> [Document extract]:
▬▬▬

The Volokh Conspiracy
Mostly law professors | Sometimes contrarian | Often libertarian | Always independent
Short Circuit: An inexhaustive weekly compendium of rulings from the federal courts of appeal
Non-condensing furnaces, drag shows, and master accounts.
Please enjoy the latest edition of Short Circuit, a weekly feature written by a bunch of people at the Institute for Justice.
Friends, Indiana law requires prosecutors to produce detailed reports documenting how they use civil forfeiture. But we did a little sleuthing, and whoo boy, it turns out that the reports are riddled with errors. Indeed, nearly 30 percent of cases are going entirely unreported, a problem that is particularly acute in the counties that farm out their forfeiture prosecutions to private attorneys. Scandalous. Click here to learn more.
New on the Short Circuit podcast: New Orleans was so desperate to restrict short term rentals that it actually failed the rational basis test.
- Department of Energy adopts new efficiency standards for consumer furnaces that effectively prohibit the sale of "non-condensing" furnaces (that vent through a vertical chimney) in favor of more efficient "condensing" furnaces (that require a different type of ventilation). Appliance manufacturers sue. D.C. Circuit: "[I]t is obvious that consumers do not buy small furnaces or commercial water heaters because of how the appliance vents." The rule stays. Dissent: You think nobody cares about having to punch new vents in their walls? The rules should go.
- Are we the only ones to notice the recurrence of Second Circuit panels' issuing their opinions "per curiam" in controversial Trump litigation? In fairness, published per curiams are not uncommon in the Second Circuit, but still. Peculiar. Anyway, here's the latest, which remands for the district court to rethink whether Trump's New York state criminal prosecution (now on appeal in the state-court system) should be allowed into federal court instead.
- Fourth Circuit: The Appointments Clause dictates that certain rules can only be issued by a Senate-confirmed principal officer—unless a Senate-confirmed principal officer hastily ratifies them after somebody points out they were issued in violation of the Appointments Clause.
- Man beats his wife, the mother of his three children, after she files for divorce. He's arrested and then released the next day. Over the next several months, McAllen, Tex. police ignore 10 reports that he's harassing her and violating court orders. He murders her. Can her estate sue the city for failing to extend the equal protection of the law? Fifth Circuit (unpublished): No, the complaint fails to allege facts showing the police treat domestic violence victims less favorably than victims of other crimes.
- As seen in this (unpublished) Fifth Circuit decision, a "petitory" action is what you file to confirm ownership in a piece of property, while a "pedatory" action is what you get when a long-suffering court reporter tries to record an oral settlement agreement in Louisiana.

▬▬▬

> [The tasks]:
1) Name each federal court of appeals that the Short Circuit roundup credits with a ruling.
2) Please extend the Short Circuit roundup, picking up after its last entry.

▬▬▬

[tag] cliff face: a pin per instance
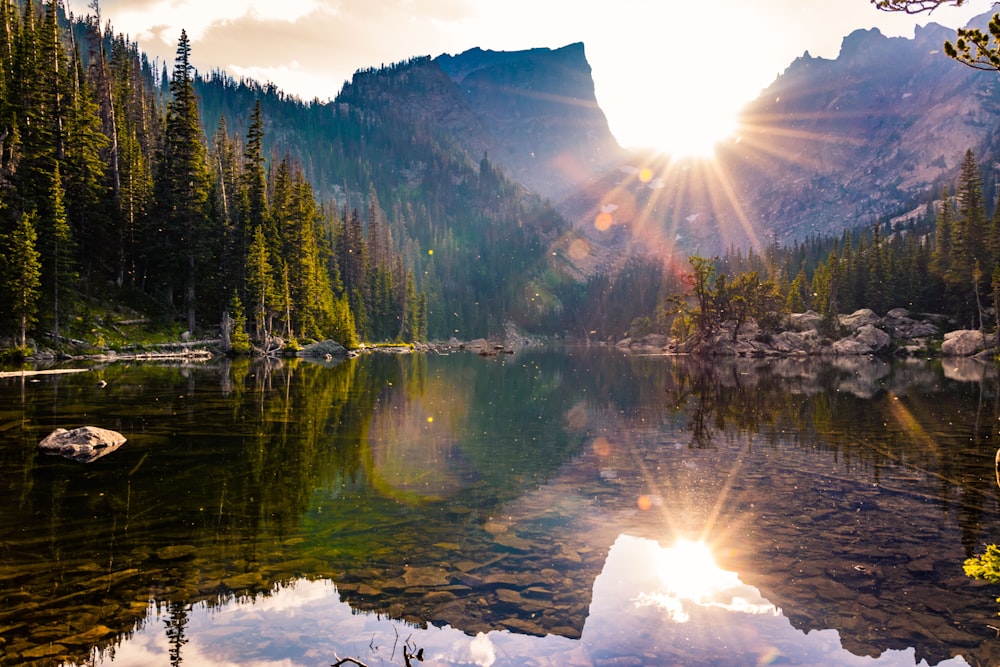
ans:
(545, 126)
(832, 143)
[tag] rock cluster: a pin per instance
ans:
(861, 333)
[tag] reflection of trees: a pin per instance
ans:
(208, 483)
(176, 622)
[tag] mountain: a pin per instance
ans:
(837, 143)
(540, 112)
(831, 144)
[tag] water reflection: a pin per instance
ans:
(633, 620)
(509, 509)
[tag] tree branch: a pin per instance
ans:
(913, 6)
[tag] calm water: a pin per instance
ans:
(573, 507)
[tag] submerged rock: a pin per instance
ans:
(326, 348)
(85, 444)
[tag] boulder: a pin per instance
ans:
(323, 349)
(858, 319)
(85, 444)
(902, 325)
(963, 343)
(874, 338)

▬▬▬

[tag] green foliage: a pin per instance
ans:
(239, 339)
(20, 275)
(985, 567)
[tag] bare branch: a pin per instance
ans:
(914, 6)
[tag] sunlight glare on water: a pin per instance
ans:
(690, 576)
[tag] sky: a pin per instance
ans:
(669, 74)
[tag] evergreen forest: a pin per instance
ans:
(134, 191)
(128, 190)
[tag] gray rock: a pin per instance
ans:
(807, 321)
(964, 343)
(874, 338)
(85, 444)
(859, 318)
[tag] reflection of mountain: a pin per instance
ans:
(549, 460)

▬▬▬

> [Answers for this exercise]:
1) D.C. Circuit, Second Circuit, Fourth Circuit, Fifth Circuit

2)
- University of Texas business prof tweets criticism of DEI and a range of other hot topics. The dean threatens the prof's boss to get the prof in line or else, a message the boss passes along. Prof makes his account private and then stops tweeting altogether. How must he establish that the school retaliated against him? Is it the standard from a 25-year-old Fifth Circuit case, which requires an adverse employment decision, or does a more recent SCOTUS case allow him to proceed? Fifth Circuit: We can't overrule past panel precedent unless SCOTUS has been explicit. And that isn't so here. Prof loses.
- Man spent 36 years in prison for a rape and attempted murder that he didn't commit, topping the list of exonerees with the longest incarcerations. Baton Rouge, La. police investigating the crime showed the victim photo lineups. On the fourth occasion, she homed in on one man whom she said looked "most" like the assailant, though she "could not positively say." She later picked him out on the fifth set of photo lineups and then a physical lineup. Fingerprints at the scene didn't match his—and when the state finally re-ran them in 2019, they implicated someone else. Fifth Circuit (unpublished): The photo lineups were constitutional because the victim "exhibited a level of certainty." (Ed. note: You may enjoy his take on Blackbird.)
- After Texas passes law restricting drag shows, orgs and individuals sue. District court: Which violates the First Amendment. Fifth Circuit: Injunction vacated. After this case was briefed, the Supreme Court said lower courts have been doing facial free speech challenges wrong. Partial dissent: The vacatur is fine, but the majority's pre-enforcement standing analysis is seriously dodgy. And the suggestion that drag shows aren't protected by the First Amendment is right out.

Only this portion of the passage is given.